YOUR GOAL >>
Exactly the lines below from the line with "Phrase: monkey's face" through the line with "Phrase: white sweater" must make up the answer, both ends included and pictures left out.

Data extracted from a collection:
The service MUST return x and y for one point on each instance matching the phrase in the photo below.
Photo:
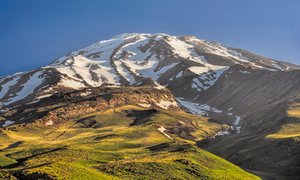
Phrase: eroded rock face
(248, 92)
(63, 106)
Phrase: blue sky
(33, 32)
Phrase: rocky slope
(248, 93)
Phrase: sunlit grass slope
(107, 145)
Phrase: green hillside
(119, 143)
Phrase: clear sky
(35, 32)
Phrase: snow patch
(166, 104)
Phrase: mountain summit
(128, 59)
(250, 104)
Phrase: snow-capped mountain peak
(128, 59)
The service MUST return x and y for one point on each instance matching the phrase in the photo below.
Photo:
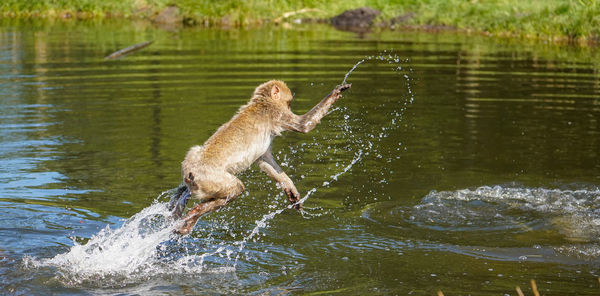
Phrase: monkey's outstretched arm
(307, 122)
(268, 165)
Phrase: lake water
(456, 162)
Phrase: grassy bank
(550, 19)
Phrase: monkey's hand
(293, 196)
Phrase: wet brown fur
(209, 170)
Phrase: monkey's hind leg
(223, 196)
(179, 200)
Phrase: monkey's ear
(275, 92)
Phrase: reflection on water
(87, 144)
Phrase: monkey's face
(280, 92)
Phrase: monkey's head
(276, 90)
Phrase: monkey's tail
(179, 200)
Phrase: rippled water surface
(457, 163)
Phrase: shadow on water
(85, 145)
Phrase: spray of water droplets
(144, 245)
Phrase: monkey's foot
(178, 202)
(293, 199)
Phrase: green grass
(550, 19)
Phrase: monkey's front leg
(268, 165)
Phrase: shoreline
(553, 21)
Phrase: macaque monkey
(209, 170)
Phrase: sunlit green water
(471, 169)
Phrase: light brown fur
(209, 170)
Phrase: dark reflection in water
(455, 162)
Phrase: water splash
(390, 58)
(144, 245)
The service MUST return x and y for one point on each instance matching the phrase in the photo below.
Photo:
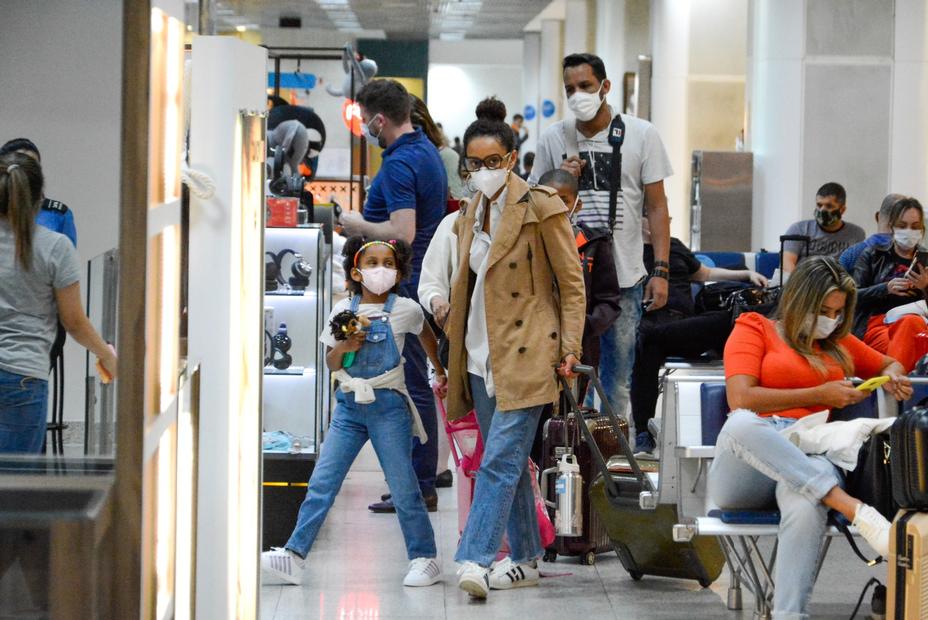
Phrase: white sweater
* * *
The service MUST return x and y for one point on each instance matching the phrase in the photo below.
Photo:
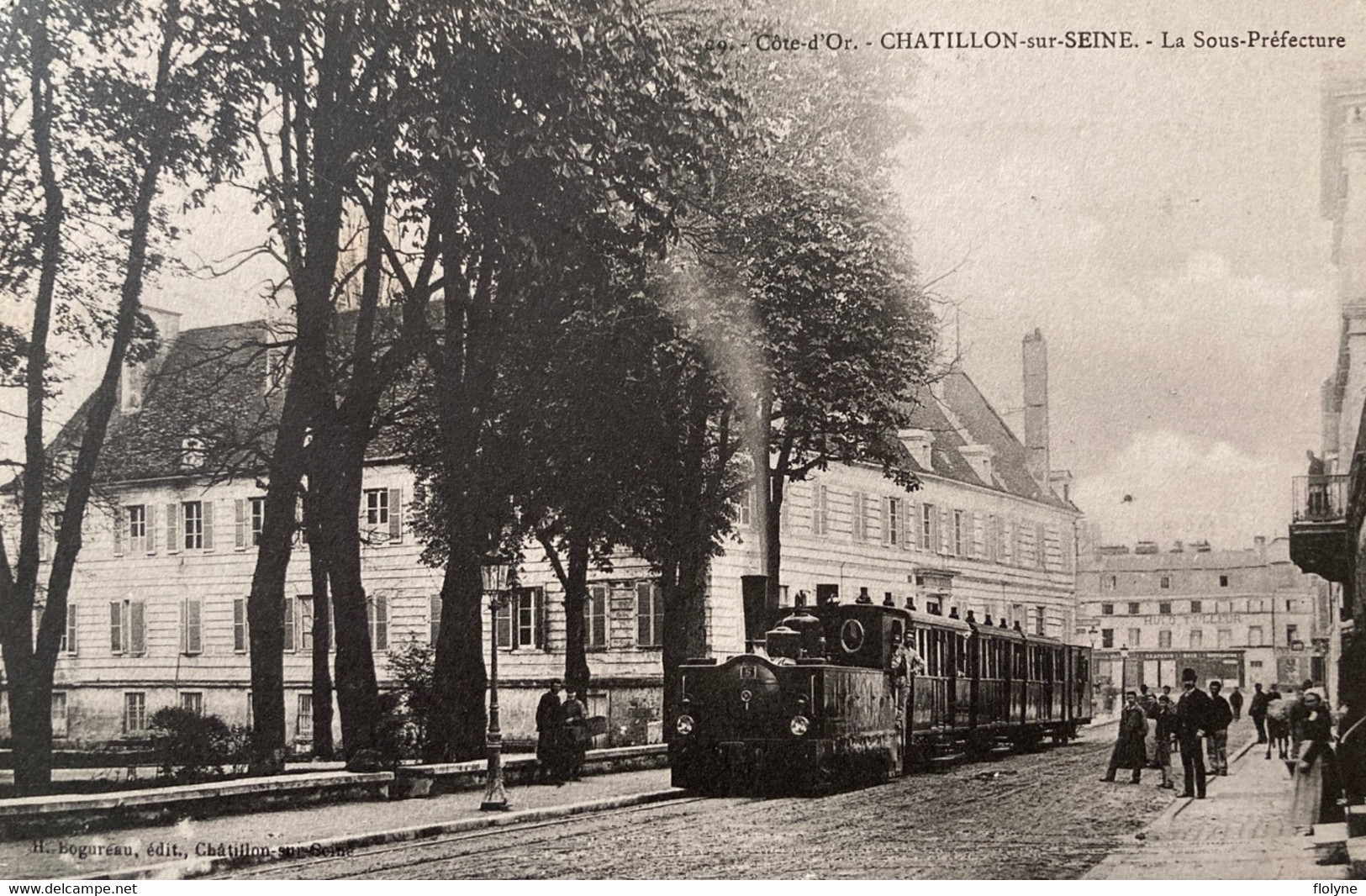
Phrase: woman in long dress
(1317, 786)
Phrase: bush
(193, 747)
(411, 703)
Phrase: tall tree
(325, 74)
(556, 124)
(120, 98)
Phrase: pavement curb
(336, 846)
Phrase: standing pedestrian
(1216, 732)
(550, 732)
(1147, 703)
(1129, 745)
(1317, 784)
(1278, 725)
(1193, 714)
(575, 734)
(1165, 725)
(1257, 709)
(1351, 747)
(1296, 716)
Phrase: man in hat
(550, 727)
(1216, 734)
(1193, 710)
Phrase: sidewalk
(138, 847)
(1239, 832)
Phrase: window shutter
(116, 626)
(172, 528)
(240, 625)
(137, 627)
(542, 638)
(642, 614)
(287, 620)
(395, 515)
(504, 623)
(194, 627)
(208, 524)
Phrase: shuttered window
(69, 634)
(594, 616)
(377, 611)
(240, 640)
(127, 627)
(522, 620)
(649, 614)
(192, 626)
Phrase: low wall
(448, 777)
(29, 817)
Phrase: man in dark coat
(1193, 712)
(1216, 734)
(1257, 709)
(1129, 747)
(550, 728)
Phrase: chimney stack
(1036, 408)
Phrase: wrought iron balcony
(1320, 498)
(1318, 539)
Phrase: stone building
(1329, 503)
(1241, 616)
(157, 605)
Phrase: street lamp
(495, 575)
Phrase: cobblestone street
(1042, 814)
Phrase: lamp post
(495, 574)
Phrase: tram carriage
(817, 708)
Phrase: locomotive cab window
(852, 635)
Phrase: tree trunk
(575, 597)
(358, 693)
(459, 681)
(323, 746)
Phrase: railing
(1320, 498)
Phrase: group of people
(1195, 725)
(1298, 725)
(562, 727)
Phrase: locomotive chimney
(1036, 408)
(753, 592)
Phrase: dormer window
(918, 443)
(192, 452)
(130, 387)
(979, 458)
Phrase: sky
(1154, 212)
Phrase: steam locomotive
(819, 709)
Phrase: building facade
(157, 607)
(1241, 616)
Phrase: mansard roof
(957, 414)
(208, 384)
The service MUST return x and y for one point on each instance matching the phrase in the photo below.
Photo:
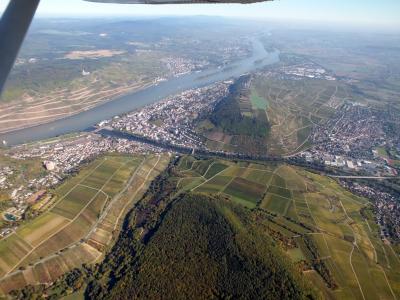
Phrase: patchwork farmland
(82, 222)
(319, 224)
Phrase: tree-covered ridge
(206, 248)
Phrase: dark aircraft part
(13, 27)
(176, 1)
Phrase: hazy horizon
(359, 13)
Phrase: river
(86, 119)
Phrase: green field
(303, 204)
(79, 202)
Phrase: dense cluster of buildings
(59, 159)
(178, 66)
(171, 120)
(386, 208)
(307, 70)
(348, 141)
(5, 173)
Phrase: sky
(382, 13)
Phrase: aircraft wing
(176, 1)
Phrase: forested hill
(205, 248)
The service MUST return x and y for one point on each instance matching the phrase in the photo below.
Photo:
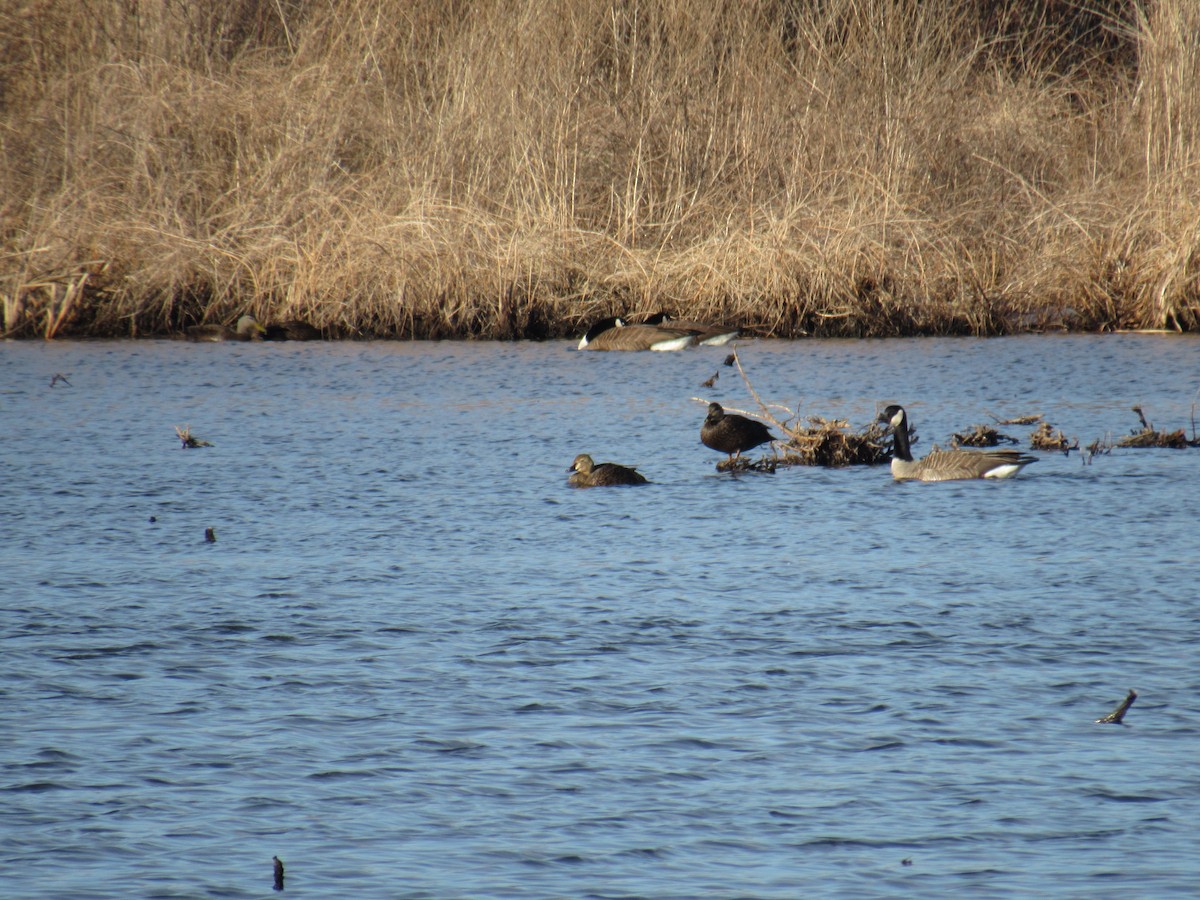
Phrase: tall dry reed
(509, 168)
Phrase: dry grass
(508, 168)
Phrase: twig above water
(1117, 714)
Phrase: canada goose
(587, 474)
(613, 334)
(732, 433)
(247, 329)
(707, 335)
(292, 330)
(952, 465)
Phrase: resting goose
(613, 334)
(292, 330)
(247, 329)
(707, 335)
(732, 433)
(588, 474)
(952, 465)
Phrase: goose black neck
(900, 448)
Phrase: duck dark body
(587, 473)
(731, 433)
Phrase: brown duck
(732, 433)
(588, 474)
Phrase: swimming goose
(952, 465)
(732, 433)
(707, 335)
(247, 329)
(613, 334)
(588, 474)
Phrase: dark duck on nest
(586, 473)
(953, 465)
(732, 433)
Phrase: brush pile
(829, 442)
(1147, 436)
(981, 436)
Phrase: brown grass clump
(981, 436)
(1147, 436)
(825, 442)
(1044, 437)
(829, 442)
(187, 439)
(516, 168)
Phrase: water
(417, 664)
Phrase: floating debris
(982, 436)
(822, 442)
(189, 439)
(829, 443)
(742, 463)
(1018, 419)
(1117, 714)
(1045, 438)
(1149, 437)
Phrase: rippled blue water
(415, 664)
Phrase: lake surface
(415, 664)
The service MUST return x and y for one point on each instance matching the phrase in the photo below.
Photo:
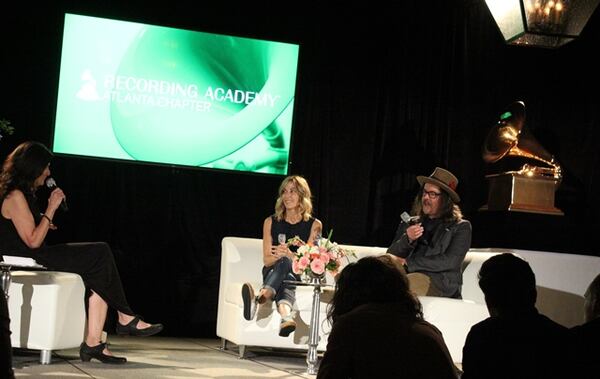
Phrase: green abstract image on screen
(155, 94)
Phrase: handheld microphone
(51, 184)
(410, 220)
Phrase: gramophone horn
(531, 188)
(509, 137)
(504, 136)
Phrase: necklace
* * *
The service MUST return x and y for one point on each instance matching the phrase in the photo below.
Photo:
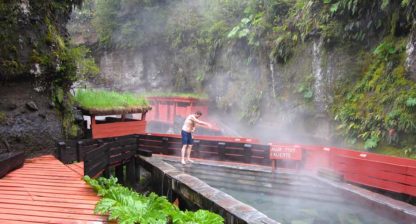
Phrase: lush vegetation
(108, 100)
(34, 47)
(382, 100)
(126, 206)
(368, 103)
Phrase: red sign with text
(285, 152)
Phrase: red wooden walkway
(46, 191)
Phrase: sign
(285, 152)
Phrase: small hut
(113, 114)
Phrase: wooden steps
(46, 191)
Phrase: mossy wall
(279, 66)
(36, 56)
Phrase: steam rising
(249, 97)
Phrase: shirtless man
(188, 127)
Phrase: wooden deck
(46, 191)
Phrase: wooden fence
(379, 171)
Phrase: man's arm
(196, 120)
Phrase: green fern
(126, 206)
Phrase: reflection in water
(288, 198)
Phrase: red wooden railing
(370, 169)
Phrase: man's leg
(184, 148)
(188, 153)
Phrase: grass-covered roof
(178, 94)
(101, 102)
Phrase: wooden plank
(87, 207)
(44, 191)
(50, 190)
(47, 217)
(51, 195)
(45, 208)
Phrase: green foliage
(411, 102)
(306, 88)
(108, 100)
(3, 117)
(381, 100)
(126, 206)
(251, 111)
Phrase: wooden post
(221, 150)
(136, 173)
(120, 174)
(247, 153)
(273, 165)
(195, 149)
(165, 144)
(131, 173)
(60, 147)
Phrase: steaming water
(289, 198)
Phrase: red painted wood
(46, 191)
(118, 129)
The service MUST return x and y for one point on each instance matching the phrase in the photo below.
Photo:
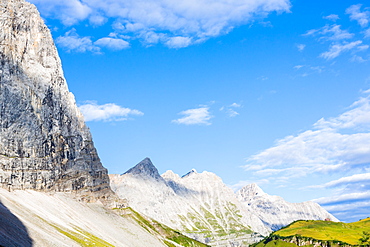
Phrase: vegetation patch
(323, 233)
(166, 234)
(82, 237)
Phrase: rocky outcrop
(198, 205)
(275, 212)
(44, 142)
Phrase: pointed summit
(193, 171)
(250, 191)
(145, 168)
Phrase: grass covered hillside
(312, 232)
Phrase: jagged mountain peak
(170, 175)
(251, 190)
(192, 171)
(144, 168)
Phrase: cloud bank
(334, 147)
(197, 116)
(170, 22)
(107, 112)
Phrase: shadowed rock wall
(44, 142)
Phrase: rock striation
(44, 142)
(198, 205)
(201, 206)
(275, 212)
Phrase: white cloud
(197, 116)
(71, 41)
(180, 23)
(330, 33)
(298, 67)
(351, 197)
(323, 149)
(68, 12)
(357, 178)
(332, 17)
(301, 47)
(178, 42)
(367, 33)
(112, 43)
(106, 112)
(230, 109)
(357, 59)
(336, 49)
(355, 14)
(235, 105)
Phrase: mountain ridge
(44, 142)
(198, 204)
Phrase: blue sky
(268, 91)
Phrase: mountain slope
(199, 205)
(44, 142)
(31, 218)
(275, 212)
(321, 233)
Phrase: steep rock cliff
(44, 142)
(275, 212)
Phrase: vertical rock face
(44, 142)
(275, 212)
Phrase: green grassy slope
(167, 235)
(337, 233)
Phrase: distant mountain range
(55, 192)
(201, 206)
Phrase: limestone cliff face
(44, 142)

RESPONSE AREA >>
Phrase: monkey's face
(280, 92)
Phrase: monkey's head
(276, 90)
Phrase: monkey's tail
(179, 200)
Phrase: rippled water surface
(457, 163)
Phrase: shadow on water
(85, 145)
Phrase: spray of water droplets
(144, 245)
Phrase: monkey's foot
(178, 202)
(293, 199)
Phrase: green grass
(550, 19)
Phrase: monkey's front leg
(268, 165)
Phrase: shoreline
(553, 21)
Phrase: macaque monkey
(209, 170)
Phrase: sunlit green water
(471, 169)
Phrase: light brown fur
(209, 170)
Phrase: dark reflection in water
(455, 162)
Phrase: water splash
(390, 58)
(144, 245)
The service MUST return x and y for one point on each instance matching the phrase in the photo below.
Photo:
Phrase: white sweater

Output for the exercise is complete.